--- Provided entries Enclosed Below ---

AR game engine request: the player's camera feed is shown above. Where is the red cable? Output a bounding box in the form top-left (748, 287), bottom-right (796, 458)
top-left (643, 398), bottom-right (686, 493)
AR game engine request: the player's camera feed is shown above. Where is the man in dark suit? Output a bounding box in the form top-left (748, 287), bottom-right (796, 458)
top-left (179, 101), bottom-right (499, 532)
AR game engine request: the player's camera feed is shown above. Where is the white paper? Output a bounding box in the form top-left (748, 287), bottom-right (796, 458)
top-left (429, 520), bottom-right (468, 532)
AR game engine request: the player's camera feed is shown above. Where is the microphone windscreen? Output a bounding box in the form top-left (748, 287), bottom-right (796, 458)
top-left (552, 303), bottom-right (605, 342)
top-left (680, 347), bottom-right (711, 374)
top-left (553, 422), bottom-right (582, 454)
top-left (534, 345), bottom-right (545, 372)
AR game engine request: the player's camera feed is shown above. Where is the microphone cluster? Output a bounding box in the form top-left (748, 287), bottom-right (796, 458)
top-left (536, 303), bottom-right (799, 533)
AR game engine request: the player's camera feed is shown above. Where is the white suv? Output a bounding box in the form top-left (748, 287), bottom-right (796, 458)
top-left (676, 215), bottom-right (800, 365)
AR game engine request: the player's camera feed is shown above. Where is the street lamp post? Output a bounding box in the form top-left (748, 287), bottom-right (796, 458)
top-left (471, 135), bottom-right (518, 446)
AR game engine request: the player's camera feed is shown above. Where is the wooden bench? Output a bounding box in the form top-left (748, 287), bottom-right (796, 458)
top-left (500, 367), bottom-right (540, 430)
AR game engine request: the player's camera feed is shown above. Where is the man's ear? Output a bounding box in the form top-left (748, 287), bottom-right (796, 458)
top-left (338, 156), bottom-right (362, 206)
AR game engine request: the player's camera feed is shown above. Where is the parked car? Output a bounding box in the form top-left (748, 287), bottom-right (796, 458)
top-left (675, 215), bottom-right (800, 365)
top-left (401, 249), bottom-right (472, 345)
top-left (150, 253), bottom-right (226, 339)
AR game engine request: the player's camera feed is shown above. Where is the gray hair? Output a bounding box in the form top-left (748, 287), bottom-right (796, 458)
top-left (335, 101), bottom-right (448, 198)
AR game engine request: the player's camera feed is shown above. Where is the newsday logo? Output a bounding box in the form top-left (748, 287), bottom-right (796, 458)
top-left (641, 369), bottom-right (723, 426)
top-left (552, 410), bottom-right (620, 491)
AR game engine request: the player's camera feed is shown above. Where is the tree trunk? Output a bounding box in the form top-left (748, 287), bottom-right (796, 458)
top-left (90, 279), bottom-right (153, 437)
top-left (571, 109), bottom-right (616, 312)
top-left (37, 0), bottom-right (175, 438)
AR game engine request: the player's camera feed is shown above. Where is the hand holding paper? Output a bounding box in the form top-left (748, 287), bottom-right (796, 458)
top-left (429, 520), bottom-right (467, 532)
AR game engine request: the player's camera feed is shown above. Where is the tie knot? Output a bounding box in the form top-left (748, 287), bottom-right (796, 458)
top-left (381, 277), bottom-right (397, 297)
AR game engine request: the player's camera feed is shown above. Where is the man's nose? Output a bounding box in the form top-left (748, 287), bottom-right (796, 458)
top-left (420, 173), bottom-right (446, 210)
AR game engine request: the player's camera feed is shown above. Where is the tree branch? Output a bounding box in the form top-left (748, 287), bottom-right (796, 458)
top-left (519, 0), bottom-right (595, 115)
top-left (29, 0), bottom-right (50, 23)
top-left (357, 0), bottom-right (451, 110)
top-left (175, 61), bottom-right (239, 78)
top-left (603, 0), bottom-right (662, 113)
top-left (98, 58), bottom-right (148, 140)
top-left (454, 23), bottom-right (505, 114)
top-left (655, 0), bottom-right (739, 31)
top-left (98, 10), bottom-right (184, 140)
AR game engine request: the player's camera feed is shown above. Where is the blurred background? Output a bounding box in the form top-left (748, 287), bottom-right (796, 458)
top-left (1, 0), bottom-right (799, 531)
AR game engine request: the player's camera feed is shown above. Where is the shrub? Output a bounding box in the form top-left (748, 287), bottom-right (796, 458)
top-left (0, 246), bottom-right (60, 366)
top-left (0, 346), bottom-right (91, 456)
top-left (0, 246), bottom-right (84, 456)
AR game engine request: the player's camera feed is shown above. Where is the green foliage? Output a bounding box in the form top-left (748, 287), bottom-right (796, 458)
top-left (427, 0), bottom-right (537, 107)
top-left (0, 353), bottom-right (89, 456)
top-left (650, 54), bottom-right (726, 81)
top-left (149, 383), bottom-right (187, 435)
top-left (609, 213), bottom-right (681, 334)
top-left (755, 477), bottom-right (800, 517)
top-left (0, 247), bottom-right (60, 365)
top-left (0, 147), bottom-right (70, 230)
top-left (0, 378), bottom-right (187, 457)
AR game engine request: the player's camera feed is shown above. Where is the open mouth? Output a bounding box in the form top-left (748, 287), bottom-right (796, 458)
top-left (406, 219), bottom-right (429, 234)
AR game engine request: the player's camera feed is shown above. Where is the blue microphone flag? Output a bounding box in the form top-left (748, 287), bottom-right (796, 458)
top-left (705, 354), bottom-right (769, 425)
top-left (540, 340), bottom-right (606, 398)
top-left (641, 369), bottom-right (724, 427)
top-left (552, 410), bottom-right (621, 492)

--- End of Enclosed Provided entries ---

## Exercise requirements
Retype all of the records so that every line matches the original exactly.

## Response area
AR game engine request: the player's camera feed is shown above. Where is the red cable? Output a bounding box in the form top-left (748, 287), bottom-right (796, 458)
top-left (643, 398), bottom-right (686, 493)
AR game engine request: the player's camera feed is shown above. Where is the man in dark suit? Output a bounding box in the form top-left (748, 287), bottom-right (796, 458)
top-left (179, 101), bottom-right (499, 532)
AR game engine request: the player's camera feed is shown above. Where is the white paper? Output a bounding box in the form top-left (748, 287), bottom-right (796, 458)
top-left (429, 520), bottom-right (468, 532)
AR game engine request: the player's camera feed is shown above. Where is the microphone windscreen? Output a bounding box in the form top-left (748, 287), bottom-right (796, 458)
top-left (552, 303), bottom-right (605, 342)
top-left (680, 347), bottom-right (711, 374)
top-left (553, 422), bottom-right (582, 454)
top-left (534, 345), bottom-right (545, 372)
AR game engine request: the player's camera feed is shown above. Where is the microphone cluster? Output a bounding box in the form top-left (748, 287), bottom-right (796, 458)
top-left (536, 303), bottom-right (799, 533)
AR game engine request: the player's camera feed is shown above. Where is the white suv? Output a bounding box in the form top-left (748, 287), bottom-right (796, 458)
top-left (676, 215), bottom-right (800, 365)
AR game engine request: the player's camera feed is shown above. Where is the street lamp post? Output a bounding box in the form top-left (748, 287), bottom-right (796, 458)
top-left (471, 135), bottom-right (518, 446)
AR game engine request: the player's camera feed is shown above. Where is the wooden bench? Output a bounding box in the form top-left (748, 287), bottom-right (796, 458)
top-left (500, 367), bottom-right (540, 430)
AR game engine request: the player's camera feed is shown above. Where is the man's ear? Output a bounding box in the form top-left (748, 287), bottom-right (796, 458)
top-left (338, 156), bottom-right (362, 206)
AR game engine request: the player's camera feed is shown above. Where is the parked car? Output a bounding box in the form top-left (748, 287), bottom-right (796, 458)
top-left (675, 215), bottom-right (800, 365)
top-left (401, 249), bottom-right (472, 345)
top-left (150, 253), bottom-right (226, 339)
AR game engine request: the player's camera feed is shown above. Where is the gray hair? Output a bounding box in the form top-left (748, 287), bottom-right (796, 458)
top-left (335, 101), bottom-right (448, 198)
AR game engine request: the player's camera feed is shown above. Where is the newsday logo? Output a bounding box in the form top-left (748, 287), bottom-right (796, 458)
top-left (641, 369), bottom-right (723, 426)
top-left (552, 410), bottom-right (620, 491)
AR game engine request: the player's camera feed is shown above. Where is the tree trunk? Output a bounding box in the form top-left (748, 287), bottom-right (796, 458)
top-left (90, 279), bottom-right (153, 437)
top-left (571, 109), bottom-right (616, 312)
top-left (37, 0), bottom-right (175, 438)
AR game engine request: the player's camera feed is shown above. Where is the hand holding paper? Output a bounding box in the form top-left (748, 287), bottom-right (796, 458)
top-left (429, 520), bottom-right (467, 532)
AR game engine request: the player's camera feed is shown above. Where is the tie knot? Output a bounding box in the form top-left (748, 287), bottom-right (796, 458)
top-left (381, 277), bottom-right (397, 297)
AR game engine request: the player's camera feed is shown above. Where is the man's nose? Output a bounding box in the form top-left (748, 287), bottom-right (796, 458)
top-left (420, 173), bottom-right (446, 210)
AR game engine request: the player's camera feed is shown above. Where is the tree branch? Output a bounding box in the form top-left (748, 287), bottom-right (796, 458)
top-left (519, 0), bottom-right (595, 115)
top-left (29, 0), bottom-right (50, 23)
top-left (357, 0), bottom-right (451, 110)
top-left (175, 61), bottom-right (239, 78)
top-left (603, 0), bottom-right (662, 113)
top-left (98, 58), bottom-right (148, 140)
top-left (454, 23), bottom-right (505, 114)
top-left (655, 0), bottom-right (739, 31)
top-left (98, 10), bottom-right (184, 140)
AR game engine request: the player's camera feed is shown above. Where is the blurred background? Output a bounding box in the form top-left (748, 287), bottom-right (796, 458)
top-left (1, 0), bottom-right (799, 531)
AR game engine request: the player's camera feed is shown above. Where is the shrub? Output a bounding box in the form top-left (748, 287), bottom-right (796, 458)
top-left (0, 246), bottom-right (60, 366)
top-left (0, 346), bottom-right (91, 456)
top-left (0, 246), bottom-right (84, 456)
AR game engine request: the player's camera feed is shown above. Where is the green foliage? Output a bounding box in the form top-left (748, 287), bottom-right (796, 458)
top-left (427, 0), bottom-right (537, 107)
top-left (0, 353), bottom-right (89, 456)
top-left (650, 54), bottom-right (726, 81)
top-left (149, 383), bottom-right (187, 435)
top-left (609, 213), bottom-right (681, 334)
top-left (755, 477), bottom-right (800, 517)
top-left (0, 247), bottom-right (60, 365)
top-left (0, 147), bottom-right (70, 230)
top-left (0, 378), bottom-right (187, 457)
AR game engine request: the player's camera feed is shown above. Where is the open mouth? Output a bounding box in the form top-left (748, 287), bottom-right (796, 458)
top-left (406, 219), bottom-right (429, 234)
AR game engine request: the player's camera feed is shown above. Where is the blue microphone flag? Output a bounding box in the form top-left (748, 287), bottom-right (796, 458)
top-left (705, 354), bottom-right (769, 425)
top-left (540, 340), bottom-right (606, 398)
top-left (641, 369), bottom-right (724, 427)
top-left (552, 410), bottom-right (621, 492)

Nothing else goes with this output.